**TASK INPUT:**
+---+

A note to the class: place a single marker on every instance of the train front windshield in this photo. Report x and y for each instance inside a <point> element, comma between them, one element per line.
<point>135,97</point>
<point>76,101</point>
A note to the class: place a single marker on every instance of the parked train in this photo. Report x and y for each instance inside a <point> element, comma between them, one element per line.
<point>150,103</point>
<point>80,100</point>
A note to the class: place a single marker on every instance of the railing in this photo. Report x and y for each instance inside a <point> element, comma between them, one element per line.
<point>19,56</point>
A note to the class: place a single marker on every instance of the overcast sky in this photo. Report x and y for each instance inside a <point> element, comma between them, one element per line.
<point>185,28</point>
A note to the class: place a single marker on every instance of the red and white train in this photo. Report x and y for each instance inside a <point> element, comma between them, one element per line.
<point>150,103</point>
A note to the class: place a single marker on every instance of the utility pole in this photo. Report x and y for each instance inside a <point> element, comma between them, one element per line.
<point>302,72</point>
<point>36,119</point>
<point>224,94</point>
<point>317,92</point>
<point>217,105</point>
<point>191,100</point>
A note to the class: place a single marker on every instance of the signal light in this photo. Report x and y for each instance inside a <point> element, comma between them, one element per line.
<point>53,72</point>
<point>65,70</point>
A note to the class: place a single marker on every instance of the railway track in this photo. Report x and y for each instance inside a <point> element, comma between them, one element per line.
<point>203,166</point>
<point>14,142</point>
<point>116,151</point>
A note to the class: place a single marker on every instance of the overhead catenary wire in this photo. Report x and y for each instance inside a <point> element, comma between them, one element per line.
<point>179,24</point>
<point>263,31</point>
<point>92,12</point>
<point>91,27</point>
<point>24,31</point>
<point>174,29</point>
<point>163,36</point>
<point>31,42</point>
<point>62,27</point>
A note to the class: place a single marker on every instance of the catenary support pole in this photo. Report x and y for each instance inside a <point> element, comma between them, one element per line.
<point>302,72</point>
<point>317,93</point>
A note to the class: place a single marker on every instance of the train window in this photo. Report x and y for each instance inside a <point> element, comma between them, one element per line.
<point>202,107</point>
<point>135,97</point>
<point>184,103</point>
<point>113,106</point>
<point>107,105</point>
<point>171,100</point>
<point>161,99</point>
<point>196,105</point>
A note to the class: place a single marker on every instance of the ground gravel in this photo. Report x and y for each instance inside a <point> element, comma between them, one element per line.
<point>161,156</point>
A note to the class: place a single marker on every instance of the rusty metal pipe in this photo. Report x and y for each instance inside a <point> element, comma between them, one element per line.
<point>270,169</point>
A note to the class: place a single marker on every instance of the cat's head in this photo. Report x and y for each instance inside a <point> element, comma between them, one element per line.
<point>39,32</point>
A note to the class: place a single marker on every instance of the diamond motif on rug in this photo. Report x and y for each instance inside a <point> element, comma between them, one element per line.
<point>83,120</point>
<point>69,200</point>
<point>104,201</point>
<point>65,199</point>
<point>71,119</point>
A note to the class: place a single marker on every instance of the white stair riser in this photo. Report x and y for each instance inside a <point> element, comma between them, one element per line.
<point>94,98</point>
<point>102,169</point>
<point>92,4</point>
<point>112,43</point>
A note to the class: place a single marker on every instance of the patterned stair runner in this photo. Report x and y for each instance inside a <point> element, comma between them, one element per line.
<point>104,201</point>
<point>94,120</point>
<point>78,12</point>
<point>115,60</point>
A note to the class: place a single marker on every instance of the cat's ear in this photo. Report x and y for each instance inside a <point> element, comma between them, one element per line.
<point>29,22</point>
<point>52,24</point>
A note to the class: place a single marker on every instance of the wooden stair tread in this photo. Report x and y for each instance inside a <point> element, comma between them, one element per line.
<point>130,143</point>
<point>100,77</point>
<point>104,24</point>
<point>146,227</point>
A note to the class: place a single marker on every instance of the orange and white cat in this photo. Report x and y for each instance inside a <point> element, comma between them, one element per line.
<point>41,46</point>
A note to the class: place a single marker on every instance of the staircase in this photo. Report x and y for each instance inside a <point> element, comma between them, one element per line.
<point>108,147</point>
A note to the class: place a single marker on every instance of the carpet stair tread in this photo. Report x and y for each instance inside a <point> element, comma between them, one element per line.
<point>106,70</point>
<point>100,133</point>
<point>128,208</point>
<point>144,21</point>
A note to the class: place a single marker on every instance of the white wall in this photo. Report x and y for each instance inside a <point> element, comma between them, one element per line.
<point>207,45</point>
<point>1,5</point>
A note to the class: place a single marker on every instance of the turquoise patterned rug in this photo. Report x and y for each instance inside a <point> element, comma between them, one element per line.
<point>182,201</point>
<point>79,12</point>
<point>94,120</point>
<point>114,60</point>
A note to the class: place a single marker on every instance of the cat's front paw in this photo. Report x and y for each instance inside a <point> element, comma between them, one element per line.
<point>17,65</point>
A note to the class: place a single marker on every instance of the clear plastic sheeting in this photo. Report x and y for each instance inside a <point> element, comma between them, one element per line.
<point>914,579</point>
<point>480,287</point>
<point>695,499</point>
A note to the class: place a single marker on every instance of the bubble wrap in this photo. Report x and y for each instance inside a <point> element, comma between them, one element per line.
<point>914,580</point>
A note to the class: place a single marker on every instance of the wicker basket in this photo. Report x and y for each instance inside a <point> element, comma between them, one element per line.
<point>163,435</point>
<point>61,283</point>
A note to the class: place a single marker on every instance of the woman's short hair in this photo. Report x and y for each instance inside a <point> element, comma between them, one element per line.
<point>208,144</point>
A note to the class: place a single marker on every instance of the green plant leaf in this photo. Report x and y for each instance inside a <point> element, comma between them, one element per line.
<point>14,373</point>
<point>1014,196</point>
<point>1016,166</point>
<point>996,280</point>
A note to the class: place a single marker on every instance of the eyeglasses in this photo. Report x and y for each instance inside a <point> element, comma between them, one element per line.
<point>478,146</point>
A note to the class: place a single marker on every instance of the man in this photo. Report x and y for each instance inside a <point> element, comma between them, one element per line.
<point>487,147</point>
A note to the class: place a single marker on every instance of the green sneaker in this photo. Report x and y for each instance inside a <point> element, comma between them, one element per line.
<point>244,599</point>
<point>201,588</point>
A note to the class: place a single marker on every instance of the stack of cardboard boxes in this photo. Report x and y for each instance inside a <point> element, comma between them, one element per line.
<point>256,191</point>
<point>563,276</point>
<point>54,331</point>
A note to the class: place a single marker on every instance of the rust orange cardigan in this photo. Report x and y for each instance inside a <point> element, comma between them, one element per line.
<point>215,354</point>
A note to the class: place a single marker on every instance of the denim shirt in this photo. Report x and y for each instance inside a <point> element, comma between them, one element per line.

+---+

**EXERCISE BRIEF:** Output the entries exactly. Leave nothing out.

**EXPECTED OUTPUT:**
A note to the class: place a single marker on every instance of the train front windshield in this photo. Report x and y for each instance inside a <point> element, comma between them, one element per line.
<point>135,97</point>
<point>76,101</point>
A note to the class: place a single marker on every instance of the parked train in this photo. Report x and y for each instance inside a <point> element, comma between them, one element per line.
<point>150,103</point>
<point>80,100</point>
A note to the class: place a single marker on every instance of the railing in this photo. Report x and y for each instance inside a <point> element, comma between them, one element per line.
<point>19,56</point>
A note to the class: place a single marker on every instance of the overcast sky in this photo. Report x and y for each instance inside a <point> element, comma between them, one element per line.
<point>185,28</point>
A note to the class: place a single marker on every instance of the red and white train in this photo. Report x and y for each instance inside a <point> element, comma between them, one element per line.
<point>150,103</point>
A note to the class: place a single marker on every instance of the utility pole in this photo. Report x and y for each instance inside a <point> element, comma between them, one element per line.
<point>302,72</point>
<point>36,119</point>
<point>224,94</point>
<point>317,92</point>
<point>217,105</point>
<point>191,100</point>
A note to the class: place a single marker on every instance of the signal light in this photo. Report x and y for each instance inside a <point> element, comma between them, one element per line.
<point>53,72</point>
<point>65,70</point>
A note to the class: place a single marker on every instance of the railway track in this photo. Report x and y for each instance inside a <point> element, comma between them, one element per line.
<point>203,166</point>
<point>14,142</point>
<point>116,151</point>
A note to the class: place a single marker on every instance of the overhead catenary wire in this photo. Report x and y for each instance inside a <point> element, comma between them, one element per line.
<point>179,24</point>
<point>263,31</point>
<point>92,12</point>
<point>91,27</point>
<point>24,31</point>
<point>174,29</point>
<point>163,36</point>
<point>31,42</point>
<point>62,27</point>
A note to the class: place a single marker on every instance of the catenary support pole in this photo. Report x and y for each instance inside a <point> element, comma between them, one element per line.
<point>302,72</point>
<point>317,93</point>
A note to the class: place a single marker on every instance of the train window in this photo. Report x and y for each instance inside a <point> element, comma between them, one element per line.
<point>202,107</point>
<point>135,97</point>
<point>184,103</point>
<point>113,106</point>
<point>107,105</point>
<point>171,100</point>
<point>161,99</point>
<point>196,105</point>
A note to the class: place a single marker on every instance of the ground gravel in this photo. Report x and y for each instance inside a <point> element, comma between them, one element per line.
<point>161,156</point>
A note to the class: place a single marker on every instance of the rusty metal pipe in this photo. Report x and y for each instance inside a <point> element, comma between them, one element per line.
<point>270,169</point>
A note to the class: place a single marker on every instance of the cat's head in this photo. Report x and y for each instance inside a <point> element, comma between them, one element per line.
<point>39,32</point>
A note to the class: place a single marker on every instance of the diamond motif on rug in this photo. Report x and y for each instance inside a <point> element, comma between them, one element per line.
<point>83,120</point>
<point>69,200</point>
<point>104,201</point>
<point>65,199</point>
<point>71,119</point>
A note to the class: place a single marker on every instance of the white stair riser in this photo. Report x and y for each instance inside a <point> element, comma between them, one element per line.
<point>94,98</point>
<point>102,169</point>
<point>92,4</point>
<point>112,43</point>
A note to the class: place a single marker on every instance of the patterned stair runner in this photo. Report x and y for each instance inside a <point> element, comma between them, one element per line.
<point>104,201</point>
<point>94,120</point>
<point>78,12</point>
<point>115,60</point>
A note to the class: place a single marker on every instance of the cat's ear in this photo. Report x and y for each instance inside a <point> element, comma between them, one element per line.
<point>29,22</point>
<point>52,24</point>
A note to the class: place a single marker on every instance of the wooden stair tread in this photo. Report x and y for each instance inside a <point> element, comma between them, one element per line.
<point>130,143</point>
<point>100,77</point>
<point>104,24</point>
<point>146,227</point>
A note to the class: place a single marker on every instance of the orange and white cat in this photo. Report x and y for each instance inside a <point> element, comma between them, one element per line.
<point>41,46</point>
A note to the class: place a single marker on every instance of the staircase in this photo. Report x and y for each instance inside a <point> element, comma between them, one element per line.
<point>108,147</point>
A note to the class: place a single marker on every instance of the carpet stair tread in this photo. Report x and y for each instance inside a <point> element, comma between them, one element per line.
<point>106,70</point>
<point>100,133</point>
<point>128,208</point>
<point>144,21</point>
A note to the class: place a single marker on every instance of the white wall in this photo. Report x and y for each instance inside a <point> element, comma between them, one element per line.
<point>207,45</point>
<point>1,5</point>
A note to the class: place a single marker on every instance of the turquoise patterned rug in this photo. Report x and y for each instance inside a <point> element, comma between them, one element per line.
<point>182,201</point>
<point>79,12</point>
<point>94,120</point>
<point>114,60</point>
A note to the class: place a single marker on every instance of the cat's front paw in this photo. Report x and y for each instance inside a <point> element, comma between them, one element per line.
<point>17,65</point>
A note to the class: place a single marker on every instance of the clear plastic sheeting in this photo. Report x and y for each instance inside a <point> element, comma between them, one element per line.
<point>914,579</point>
<point>480,287</point>
<point>695,499</point>
A note to the class: place a single marker on every instance of the bubble wrap in this photo. Report x and y for each instance inside a <point> element, comma between them, one element per line.
<point>914,580</point>
A note to the class: place a single marker on every instance of the wicker basket in this photo. Report x and y for each instance inside a <point> element, comma between them, one element per line.
<point>163,435</point>
<point>61,283</point>
A note to the class: place a single marker on every instance of the woman's short hair in this photo. Report x and y for each instance inside a <point> element, comma between them, one element per line.
<point>208,144</point>
A note to the class: place a single marker on every instance of the green plant leaf in this photo. Report x and y for each instance inside a <point> element, comma between them, one element per line.
<point>14,373</point>
<point>1014,196</point>
<point>1016,166</point>
<point>996,280</point>
A note to the class: place a single marker on every instance of the eyeglasses in this photo. Report x and y for each instance inside a <point> element, comma between them, one element per line.
<point>478,146</point>
A note to the class: place a single marker on every instance of the man in this photo. Report x and y for each instance inside a <point> element, comma between them, one element per line.
<point>487,147</point>
A note to the class: place a single marker on every instance of the green sneaker in this photo. Report x and y for each instance inside a <point> element, comma between them, one element per line.
<point>244,599</point>
<point>201,588</point>
A note to the class: place a single marker on every instance of the stack of cardboard boxes in this photo. Report x and y for each instance inside a <point> element, comma between them, one element per line.
<point>256,191</point>
<point>563,276</point>
<point>54,331</point>
A note to the class: place a single marker on every instance of the rust orange cardigan in this photo. Report x and y for each instance inside a <point> element, comma between them, one element per line.
<point>215,354</point>
A note to the class: place a single marker on every instance of the denim shirt in this photo. Report x and y for each instance inside a <point> element, comma between them, one element per line.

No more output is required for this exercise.